Aufgabe a:
Welche Unternehmen nennt der Textauszug zur Ostsee-Pipeline als Gesellschafter der Nord Stream AG? Zähle alle auf.

Textauszug:

★ ★ ★ ★ ★ ★ ★

NORD STREAM Ein Viertel des zusätzlichen EU-Gasbearfs wird Russland über eine neue Pipeline liefern

12.04.2010
2023-08-30T11:25:53.7200Z
5 Min

Erdgas als wertvoller, sauberer Energieträger wird auch für Westeuropa immer wichtiger. Neben den eigenen Vorkommen - allen voran in der Nordsee - setzen die europäischen Energieversorger in Zukunft auch auf Lieferungen aus anderen Ländern der Welt. Ein wichtiges Erdgaslieferland für Westeuropa ist traditionell Russland, denn in Sibirien schlummern gewaltige Gasvorkommen. Diese zu erschließen und zu vermarkten, hat Russland zu einem strategischen Ziel erhoben.

Als idealer Transportträger erweist sich dabei einmal mehr die Pipeline. Anfang April startete die Verlegung der Ostsee-Pipeline. Sie verläuft künftig auf einer Gesamtstrecke von rund 1.220 Kilometern vom russischen Vyborg bis nach Lubmin bei Greifswald. Fast 7,4 Milliarden Euro investiert die Betreibergesellschaft Nord Stream AG, in deren Aktionärsausschuss auch der ehemaliege deutsche Bundeskanzler Gerhard Schröder (SPD) sitzt, in die auf dem Meeresgrund zu verlegenden Leitungen. Zu den Gesellschaftern des Unternehmens, das sich als "Garant für beste Technologie, höchste Sicherheit und optimale Unternehmensorganisation" bezeichnet, gehören neben dem russischen Energieriesen Gazprom die europäischen Konzerne BASF, Eon, Ruhrgas und Gasunie.

Bereits kommendes Jahr soll die Ostsee-Pipeline, die aus zwei Röhrensträngen besteht - der Nord- und der Süd-Leitung - in Gestalt der Nord-Leitung zur Verfügung stehen. Im Jahr 2012 soll dann auch der zweite Strang seiner Bestimmung übergeben werden.

★ ★ ★ ★ ★ ★ ★

(Datensätze zur Positionsannotation)
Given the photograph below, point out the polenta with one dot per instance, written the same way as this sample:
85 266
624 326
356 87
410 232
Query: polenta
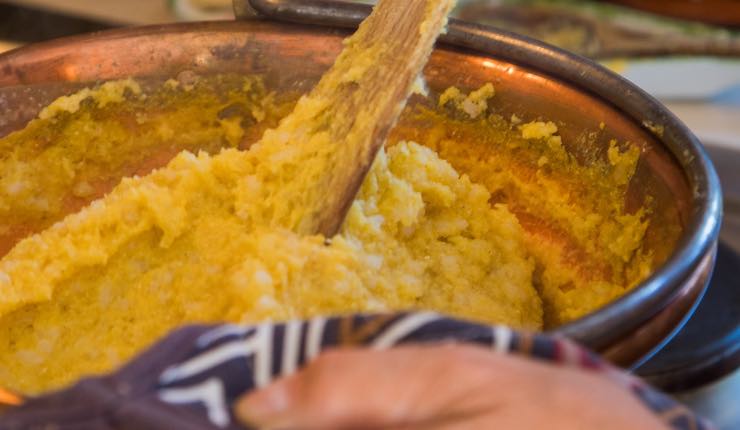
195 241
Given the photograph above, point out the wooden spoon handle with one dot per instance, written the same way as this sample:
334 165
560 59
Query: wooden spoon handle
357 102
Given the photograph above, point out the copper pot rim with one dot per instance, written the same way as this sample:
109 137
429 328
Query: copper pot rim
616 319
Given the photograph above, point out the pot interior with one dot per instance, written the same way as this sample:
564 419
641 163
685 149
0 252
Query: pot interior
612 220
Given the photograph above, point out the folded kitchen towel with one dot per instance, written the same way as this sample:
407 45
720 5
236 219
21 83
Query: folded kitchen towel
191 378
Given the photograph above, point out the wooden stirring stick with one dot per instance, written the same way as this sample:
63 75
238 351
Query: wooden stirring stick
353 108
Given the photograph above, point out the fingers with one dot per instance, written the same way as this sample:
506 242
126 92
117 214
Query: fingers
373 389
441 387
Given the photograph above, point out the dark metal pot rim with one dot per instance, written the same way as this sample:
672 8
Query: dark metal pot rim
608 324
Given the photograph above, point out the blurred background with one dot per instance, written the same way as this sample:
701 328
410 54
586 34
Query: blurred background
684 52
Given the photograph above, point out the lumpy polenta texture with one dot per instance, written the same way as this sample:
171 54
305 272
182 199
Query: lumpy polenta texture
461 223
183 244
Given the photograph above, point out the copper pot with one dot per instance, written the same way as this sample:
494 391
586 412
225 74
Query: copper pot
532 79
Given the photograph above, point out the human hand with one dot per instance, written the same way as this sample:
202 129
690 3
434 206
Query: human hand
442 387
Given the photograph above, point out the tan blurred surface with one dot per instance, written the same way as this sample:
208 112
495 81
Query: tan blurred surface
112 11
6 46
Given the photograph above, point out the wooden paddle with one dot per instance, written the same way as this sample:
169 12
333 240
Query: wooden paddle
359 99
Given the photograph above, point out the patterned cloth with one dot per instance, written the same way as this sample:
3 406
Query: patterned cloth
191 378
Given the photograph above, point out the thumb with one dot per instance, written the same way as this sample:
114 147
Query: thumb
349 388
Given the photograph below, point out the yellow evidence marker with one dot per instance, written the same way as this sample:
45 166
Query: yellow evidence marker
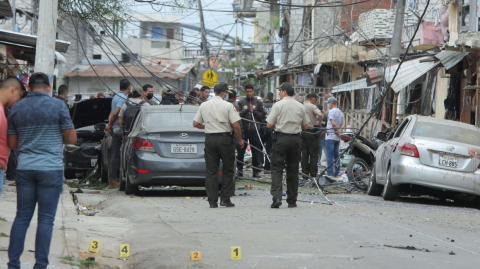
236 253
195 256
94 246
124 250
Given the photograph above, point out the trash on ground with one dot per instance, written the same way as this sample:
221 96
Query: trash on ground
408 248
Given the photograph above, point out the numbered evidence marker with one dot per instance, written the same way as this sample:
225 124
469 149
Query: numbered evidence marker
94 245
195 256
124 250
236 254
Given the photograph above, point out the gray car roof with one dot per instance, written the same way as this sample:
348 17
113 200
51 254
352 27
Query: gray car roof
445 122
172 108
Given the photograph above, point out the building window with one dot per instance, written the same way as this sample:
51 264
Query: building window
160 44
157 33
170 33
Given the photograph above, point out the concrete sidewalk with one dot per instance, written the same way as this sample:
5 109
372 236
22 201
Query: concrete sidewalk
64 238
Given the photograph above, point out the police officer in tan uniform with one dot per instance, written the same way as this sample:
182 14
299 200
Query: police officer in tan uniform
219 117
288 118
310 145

★ ★ ★ ★ ★ ★ ★

Aufgabe b:
Wandle den Teil der Auflistung, beginnend mit der Zeile, die „Given the photograph above, point out the trash“ enthält, und endend mit der letzten Zeile der Auflistung, in eine nummerierte Liste um und lass dabei Leerzeilen weg.

Vollständige Lösung a:
Gazprom, BASF, Eon, Ruhrgas, Gasunie

Vollständige Lösung b:
1. Given the photograph above, point out the trash on ground with one dot per instance, written the same way as this sample:
2. 221 96
3. Query: trash on ground
4. 408 248
5. Given the photograph above, point out the numbered evidence marker with one dot per instance, written the same way as this sample:
6. 225 124
7. 469 149
8. Query: numbered evidence marker
9. 94 245
10. 195 256
11. 124 250
12. 236 254
13. Given the photograph above, point out the gray car roof with one dot per instance, written the same way as this sample:
14. 348 17
15. 113 200
16. 51 254
17. 352 27
18. Query: gray car roof
19. 445 122
20. 172 108
21. Given the photograph above, point out the building window with one dot per instance, written the same way as this sample:
22. 51 264
23. Query: building window
24. 160 44
25. 157 33
26. 170 33
27. Given the photograph above, point out the concrete sidewalk with one dot per instance, written the same way as this sample:
28. 5 109
29. 372 236
30. 22 201
31. Query: concrete sidewalk
32. 64 238
33. Given the photograph above, point out the police officer in tan uniform with one dot per instance, written the same way as this sample:
34. 182 14
35. 299 200
36. Query: police officer in tan uniform
37. 219 117
38. 288 118
39. 310 145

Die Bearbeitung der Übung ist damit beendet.